| Work instruction |
Return the lines below exactly, from the first one through the line that has "positive clicks: (138, 187)". Leave out everything after it.

| The input |

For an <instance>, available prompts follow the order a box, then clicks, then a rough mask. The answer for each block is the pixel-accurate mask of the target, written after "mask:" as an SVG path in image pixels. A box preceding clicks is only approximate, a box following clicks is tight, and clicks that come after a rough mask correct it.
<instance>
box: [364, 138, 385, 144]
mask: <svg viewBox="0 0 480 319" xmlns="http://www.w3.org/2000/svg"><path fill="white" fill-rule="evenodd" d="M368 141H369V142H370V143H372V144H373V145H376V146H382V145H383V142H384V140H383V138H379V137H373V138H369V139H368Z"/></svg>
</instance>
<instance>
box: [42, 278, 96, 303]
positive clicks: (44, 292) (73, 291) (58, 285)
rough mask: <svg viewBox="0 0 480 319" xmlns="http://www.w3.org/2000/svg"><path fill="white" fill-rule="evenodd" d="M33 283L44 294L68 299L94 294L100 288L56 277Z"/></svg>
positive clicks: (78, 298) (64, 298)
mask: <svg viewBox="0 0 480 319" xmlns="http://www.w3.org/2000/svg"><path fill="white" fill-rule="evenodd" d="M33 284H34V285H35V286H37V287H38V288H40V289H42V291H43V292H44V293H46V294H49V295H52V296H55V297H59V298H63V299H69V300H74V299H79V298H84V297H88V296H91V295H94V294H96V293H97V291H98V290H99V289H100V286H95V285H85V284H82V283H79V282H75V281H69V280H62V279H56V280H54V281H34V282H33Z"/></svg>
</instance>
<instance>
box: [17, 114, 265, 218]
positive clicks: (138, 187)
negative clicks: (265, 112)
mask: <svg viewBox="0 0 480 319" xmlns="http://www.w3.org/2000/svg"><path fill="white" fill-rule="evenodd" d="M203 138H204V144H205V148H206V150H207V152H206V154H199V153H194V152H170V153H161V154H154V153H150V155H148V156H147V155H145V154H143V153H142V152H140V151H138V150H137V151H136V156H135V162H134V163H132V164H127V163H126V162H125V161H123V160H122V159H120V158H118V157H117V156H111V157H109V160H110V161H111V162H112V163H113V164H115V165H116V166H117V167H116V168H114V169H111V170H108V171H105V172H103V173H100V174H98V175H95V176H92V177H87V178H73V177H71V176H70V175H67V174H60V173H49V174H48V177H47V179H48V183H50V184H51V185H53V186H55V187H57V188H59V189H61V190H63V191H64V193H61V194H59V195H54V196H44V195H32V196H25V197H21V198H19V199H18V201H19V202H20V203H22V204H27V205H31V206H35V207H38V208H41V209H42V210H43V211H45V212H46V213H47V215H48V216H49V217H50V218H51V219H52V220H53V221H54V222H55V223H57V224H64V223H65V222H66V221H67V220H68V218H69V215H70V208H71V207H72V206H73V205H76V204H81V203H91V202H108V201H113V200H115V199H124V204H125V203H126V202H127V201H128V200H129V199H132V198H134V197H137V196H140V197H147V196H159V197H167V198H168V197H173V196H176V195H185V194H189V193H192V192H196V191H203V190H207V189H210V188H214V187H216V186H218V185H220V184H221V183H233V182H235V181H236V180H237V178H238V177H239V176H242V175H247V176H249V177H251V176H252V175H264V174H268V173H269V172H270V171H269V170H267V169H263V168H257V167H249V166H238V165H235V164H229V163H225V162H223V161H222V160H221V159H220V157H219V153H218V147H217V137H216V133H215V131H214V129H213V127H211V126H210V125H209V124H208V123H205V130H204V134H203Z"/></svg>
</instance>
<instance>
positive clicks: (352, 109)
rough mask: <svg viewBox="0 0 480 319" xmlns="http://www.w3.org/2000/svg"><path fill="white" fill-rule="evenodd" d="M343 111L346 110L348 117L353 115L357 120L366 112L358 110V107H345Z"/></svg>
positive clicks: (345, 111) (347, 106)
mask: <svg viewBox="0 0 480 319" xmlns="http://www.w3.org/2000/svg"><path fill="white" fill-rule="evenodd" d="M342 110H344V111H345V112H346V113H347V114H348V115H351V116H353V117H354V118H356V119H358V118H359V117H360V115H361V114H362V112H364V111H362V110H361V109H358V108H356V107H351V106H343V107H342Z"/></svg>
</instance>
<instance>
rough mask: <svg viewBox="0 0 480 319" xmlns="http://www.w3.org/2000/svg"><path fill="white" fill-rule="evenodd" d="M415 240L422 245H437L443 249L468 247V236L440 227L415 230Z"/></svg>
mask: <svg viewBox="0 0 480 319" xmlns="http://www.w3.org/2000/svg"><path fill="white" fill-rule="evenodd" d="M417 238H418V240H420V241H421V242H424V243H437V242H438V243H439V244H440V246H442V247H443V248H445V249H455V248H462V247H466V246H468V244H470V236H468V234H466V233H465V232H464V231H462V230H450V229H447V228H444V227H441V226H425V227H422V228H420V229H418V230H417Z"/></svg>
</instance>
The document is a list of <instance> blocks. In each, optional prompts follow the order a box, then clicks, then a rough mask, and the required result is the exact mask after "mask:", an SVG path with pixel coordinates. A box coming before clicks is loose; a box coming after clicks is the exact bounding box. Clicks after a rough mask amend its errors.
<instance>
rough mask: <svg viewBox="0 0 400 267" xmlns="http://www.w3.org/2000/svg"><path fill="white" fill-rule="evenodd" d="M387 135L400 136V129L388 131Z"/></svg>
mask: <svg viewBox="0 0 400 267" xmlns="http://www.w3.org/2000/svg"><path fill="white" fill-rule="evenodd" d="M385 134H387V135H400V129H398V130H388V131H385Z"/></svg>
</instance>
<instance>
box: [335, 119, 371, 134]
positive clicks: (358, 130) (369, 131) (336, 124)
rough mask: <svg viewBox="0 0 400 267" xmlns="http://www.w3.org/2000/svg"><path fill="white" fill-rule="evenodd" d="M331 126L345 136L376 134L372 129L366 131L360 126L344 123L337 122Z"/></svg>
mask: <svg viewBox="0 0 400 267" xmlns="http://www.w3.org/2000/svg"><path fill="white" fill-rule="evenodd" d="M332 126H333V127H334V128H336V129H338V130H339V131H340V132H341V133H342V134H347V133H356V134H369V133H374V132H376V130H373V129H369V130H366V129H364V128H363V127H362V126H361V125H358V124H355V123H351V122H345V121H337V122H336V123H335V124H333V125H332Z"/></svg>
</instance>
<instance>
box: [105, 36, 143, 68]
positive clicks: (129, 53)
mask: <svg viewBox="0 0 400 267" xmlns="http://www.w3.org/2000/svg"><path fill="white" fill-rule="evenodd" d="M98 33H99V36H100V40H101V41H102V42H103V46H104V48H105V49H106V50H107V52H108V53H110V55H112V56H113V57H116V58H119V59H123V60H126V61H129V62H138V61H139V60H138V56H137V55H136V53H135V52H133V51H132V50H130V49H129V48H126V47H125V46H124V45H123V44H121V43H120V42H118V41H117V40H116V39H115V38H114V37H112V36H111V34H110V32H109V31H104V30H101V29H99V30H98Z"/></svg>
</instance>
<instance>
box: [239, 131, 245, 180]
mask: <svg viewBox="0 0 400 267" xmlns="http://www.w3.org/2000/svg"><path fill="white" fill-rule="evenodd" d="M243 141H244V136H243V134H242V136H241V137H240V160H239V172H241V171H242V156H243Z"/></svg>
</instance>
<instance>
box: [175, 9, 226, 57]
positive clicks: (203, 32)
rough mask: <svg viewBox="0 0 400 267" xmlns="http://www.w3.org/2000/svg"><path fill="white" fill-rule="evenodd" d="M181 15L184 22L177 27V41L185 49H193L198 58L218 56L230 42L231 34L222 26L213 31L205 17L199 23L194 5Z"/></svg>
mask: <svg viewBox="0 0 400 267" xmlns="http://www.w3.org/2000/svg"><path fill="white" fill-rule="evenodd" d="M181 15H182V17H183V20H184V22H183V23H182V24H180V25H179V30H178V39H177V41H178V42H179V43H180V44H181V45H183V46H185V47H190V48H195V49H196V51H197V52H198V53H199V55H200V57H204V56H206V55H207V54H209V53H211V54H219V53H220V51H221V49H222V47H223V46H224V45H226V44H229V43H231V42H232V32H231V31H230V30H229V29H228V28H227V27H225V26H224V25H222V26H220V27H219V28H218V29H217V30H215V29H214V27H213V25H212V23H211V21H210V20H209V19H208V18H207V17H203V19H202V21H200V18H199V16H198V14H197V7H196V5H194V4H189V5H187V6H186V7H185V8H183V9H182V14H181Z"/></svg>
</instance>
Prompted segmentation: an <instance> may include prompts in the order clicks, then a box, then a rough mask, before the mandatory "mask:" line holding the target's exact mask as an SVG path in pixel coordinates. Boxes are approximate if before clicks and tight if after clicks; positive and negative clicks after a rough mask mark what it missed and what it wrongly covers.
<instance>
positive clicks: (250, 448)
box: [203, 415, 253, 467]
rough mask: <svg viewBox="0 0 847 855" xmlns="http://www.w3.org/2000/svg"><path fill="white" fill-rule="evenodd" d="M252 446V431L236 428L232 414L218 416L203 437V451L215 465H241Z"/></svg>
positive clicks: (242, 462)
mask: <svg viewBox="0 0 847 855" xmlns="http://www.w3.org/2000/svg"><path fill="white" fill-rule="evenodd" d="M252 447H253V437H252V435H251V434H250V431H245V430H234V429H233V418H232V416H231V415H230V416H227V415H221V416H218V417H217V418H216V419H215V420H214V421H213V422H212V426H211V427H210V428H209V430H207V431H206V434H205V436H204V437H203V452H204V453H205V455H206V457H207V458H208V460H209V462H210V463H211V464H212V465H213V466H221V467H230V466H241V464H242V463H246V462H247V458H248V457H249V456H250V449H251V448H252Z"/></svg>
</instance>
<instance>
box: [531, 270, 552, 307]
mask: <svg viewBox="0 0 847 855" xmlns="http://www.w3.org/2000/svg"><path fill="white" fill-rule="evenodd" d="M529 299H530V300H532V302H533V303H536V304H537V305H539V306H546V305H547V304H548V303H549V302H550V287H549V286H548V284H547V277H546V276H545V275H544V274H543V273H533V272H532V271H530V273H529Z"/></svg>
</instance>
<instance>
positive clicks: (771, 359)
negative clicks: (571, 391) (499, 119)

| Reply to the exercise |
For an <instance>, available prompts follow the order a box, then clicks, then a rough mask. The answer for each block is the pixel-accurate mask of the target, written after "mask:" as an SVG path in image pixels. A box preceding clicks is only approximate, a box following clicks is tight, and clicks that come after a rough mask correct it.
<instance>
box: [364, 138, 385, 144]
mask: <svg viewBox="0 0 480 319" xmlns="http://www.w3.org/2000/svg"><path fill="white" fill-rule="evenodd" d="M368 141H369V142H370V143H372V144H373V145H376V146H382V145H383V142H384V140H383V138H379V137H373V138H369V139H368Z"/></svg>
</instance>
<instance>
box: [42, 278, 96, 303]
positive clicks: (44, 292) (73, 291) (58, 285)
rough mask: <svg viewBox="0 0 480 319" xmlns="http://www.w3.org/2000/svg"><path fill="white" fill-rule="evenodd" d="M33 283L44 294L68 299L94 294L100 288L56 277Z"/></svg>
positive clicks: (78, 298) (64, 298)
mask: <svg viewBox="0 0 480 319" xmlns="http://www.w3.org/2000/svg"><path fill="white" fill-rule="evenodd" d="M33 284H34V285H35V286H37V287H38V288H40V289H42V291H43V292H44V293H46V294H49V295H52V296H55V297H59V298H63V299H69V300H74V299H79V298H84V297H88V296H91V295H94V294H96V293H97V291H98V290H99V289H100V286H95V285H85V284H82V283H79V282H75V281H69V280H62V279H56V280H54V281H34V282H33Z"/></svg>
</instance>
<instance>
box: [17, 114, 265, 218]
positive clicks: (138, 187)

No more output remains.